[Required work]: Reproduce the whole listing below verbatim, line for line.
═════ Input material ═════
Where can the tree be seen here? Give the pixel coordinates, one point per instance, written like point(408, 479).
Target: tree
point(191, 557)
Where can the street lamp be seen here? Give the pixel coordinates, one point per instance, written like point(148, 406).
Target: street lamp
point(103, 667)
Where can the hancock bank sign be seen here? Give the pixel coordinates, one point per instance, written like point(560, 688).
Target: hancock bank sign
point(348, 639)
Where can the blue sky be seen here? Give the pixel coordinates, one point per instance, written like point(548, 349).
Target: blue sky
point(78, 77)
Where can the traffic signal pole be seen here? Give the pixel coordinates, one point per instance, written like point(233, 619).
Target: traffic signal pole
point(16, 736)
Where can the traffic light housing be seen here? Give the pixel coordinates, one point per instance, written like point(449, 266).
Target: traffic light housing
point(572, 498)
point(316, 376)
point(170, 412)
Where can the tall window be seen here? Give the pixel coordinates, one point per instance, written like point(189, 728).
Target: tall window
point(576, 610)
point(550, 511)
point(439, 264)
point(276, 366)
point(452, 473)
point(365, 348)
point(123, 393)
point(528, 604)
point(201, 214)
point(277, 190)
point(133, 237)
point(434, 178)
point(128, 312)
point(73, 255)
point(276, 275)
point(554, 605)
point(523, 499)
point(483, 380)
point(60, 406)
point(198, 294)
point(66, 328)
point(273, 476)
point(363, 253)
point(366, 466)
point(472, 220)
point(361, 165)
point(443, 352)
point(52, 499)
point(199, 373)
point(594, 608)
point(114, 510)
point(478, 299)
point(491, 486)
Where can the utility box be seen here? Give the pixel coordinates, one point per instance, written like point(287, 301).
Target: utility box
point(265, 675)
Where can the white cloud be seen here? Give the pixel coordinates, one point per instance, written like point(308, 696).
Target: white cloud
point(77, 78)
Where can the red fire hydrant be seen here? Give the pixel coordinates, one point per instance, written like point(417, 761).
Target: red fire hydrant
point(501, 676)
═════
[Result of this exercise]:
Where can the tree be seen here? Give the pixel coordinates, one point per instance, written like point(408, 479).
Target: tree
point(191, 557)
Where can the street lamp be seen here? Give the pixel coordinates, one point per instance, written like point(148, 406).
Target: street lamp
point(103, 667)
Where can the hancock bank sign be seen here? Give the pixel coordinates, one point per instance, written like point(560, 688).
Target: hancock bank sign
point(348, 639)
Where can the blue sky be seen here? Give the pixel coordinates, one point per instance, written like point(548, 349).
Target: blue sky
point(78, 77)
Where can the traffic signal pole be seen here? Give the pixel coordinates, one point per instance, written like point(233, 619).
Target: traffic signal pole
point(16, 736)
Where can the traffic light housing be seen here? Give the pixel coordinates, one point per instance, written like point(449, 266).
Target: traffic light housing
point(572, 498)
point(316, 376)
point(170, 412)
Where can the tall window be seen here? Give the pixel coordinates, one point per instance, written like point(189, 728).
Target: tall window
point(576, 610)
point(550, 511)
point(439, 264)
point(276, 366)
point(452, 473)
point(365, 348)
point(123, 393)
point(528, 604)
point(201, 214)
point(277, 190)
point(133, 237)
point(434, 178)
point(128, 312)
point(73, 255)
point(276, 275)
point(554, 605)
point(523, 499)
point(483, 380)
point(60, 406)
point(198, 294)
point(66, 328)
point(273, 476)
point(363, 253)
point(366, 466)
point(472, 220)
point(361, 165)
point(443, 352)
point(52, 499)
point(199, 373)
point(594, 608)
point(114, 510)
point(478, 299)
point(491, 486)
Where can the utility box be seen here? Give the pixel coordinates, one point per instance, written like point(287, 301).
Target: utility box
point(265, 675)
Where can the white cloud be seen here? Give the pixel coordinates, one point per instance, written like point(308, 696).
Target: white cloud
point(77, 78)
Where can the red fire hydrant be seen here? Give the pixel coordinates, one point per instance, written like point(417, 761).
Target: red fire hydrant
point(501, 676)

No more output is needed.